▶ **EXERCISE DIRECTIONS**
Copy out every line of the material below, requests included, and shift each x and y coordinate in the answer points by -135, leaving the coordinates inside the requests unchanged. Omit the pictures.

((

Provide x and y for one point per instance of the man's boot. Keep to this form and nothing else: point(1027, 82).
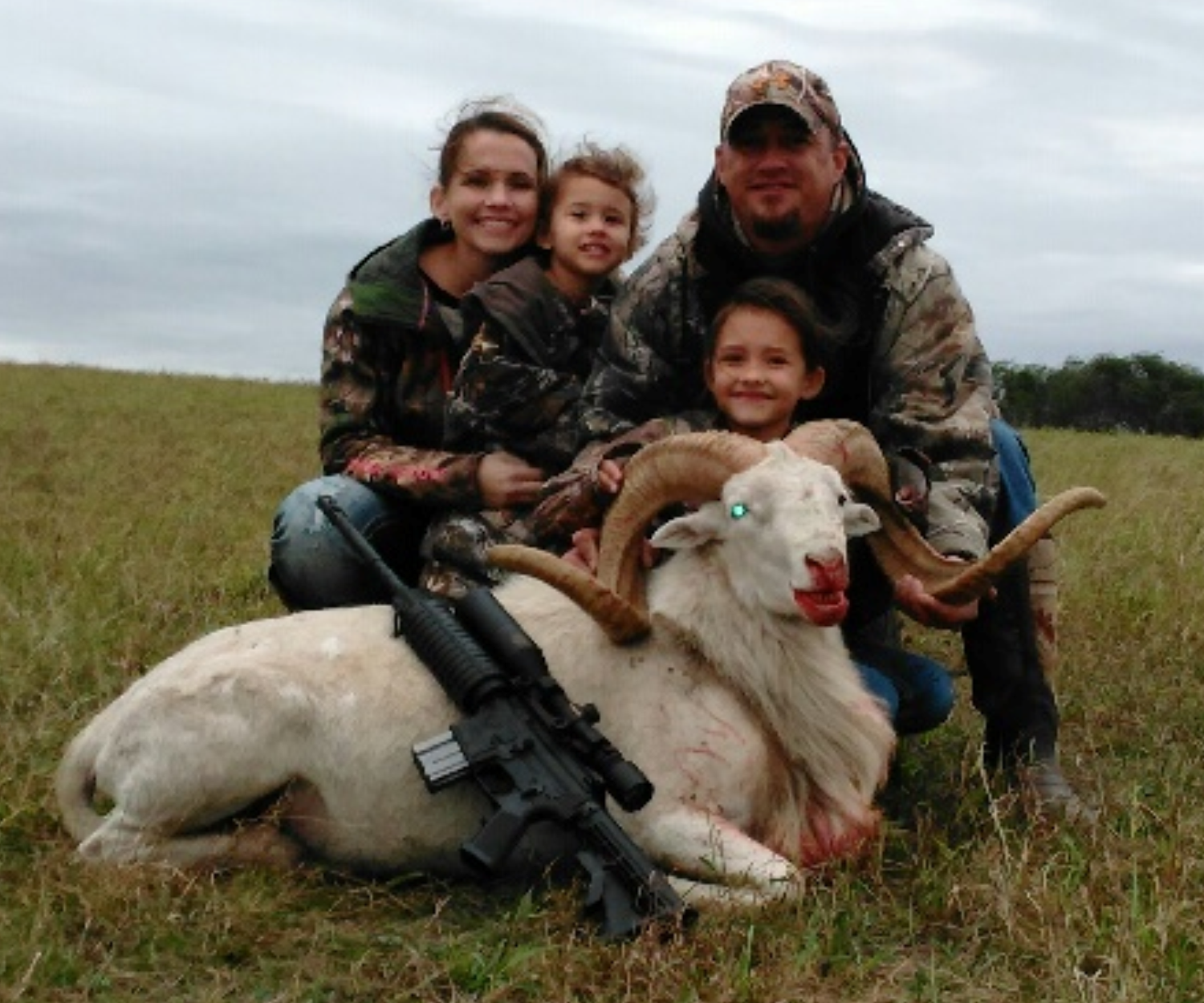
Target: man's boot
point(1014, 695)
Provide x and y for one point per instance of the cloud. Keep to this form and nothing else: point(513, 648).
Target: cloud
point(187, 182)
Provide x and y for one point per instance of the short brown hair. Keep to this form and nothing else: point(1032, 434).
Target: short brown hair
point(494, 115)
point(616, 168)
point(791, 303)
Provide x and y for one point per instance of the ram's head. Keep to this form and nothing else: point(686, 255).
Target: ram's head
point(695, 467)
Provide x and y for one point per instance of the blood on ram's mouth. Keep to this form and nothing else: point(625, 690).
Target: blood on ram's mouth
point(823, 608)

))

▶ **EXPECTED OUTPUT**
Provide x and y for one point per instance of the man's boot. Keep to this form and nothing else: point(1027, 82).
Target: man's boot
point(879, 560)
Provide x and y for one point per instance of the cloud. Keep to this form and nothing else: point(513, 648).
Target: cloud
point(52, 47)
Provide x and y for one point per instance of the short brown hair. Keep to this form and nothing else: point(1032, 434).
Target: short brown hair
point(359, -20)
point(481, 33)
point(656, 168)
Provide x and y for one point per instance of the ram's head. Keep to this form and nothing else: point(686, 255).
Target: ram's head
point(560, 332)
Provide x and y for one point per instance of the blood on ram's mouth. Keep to this form and nothing else: point(625, 690).
Target: blood on ram's mouth
point(688, 473)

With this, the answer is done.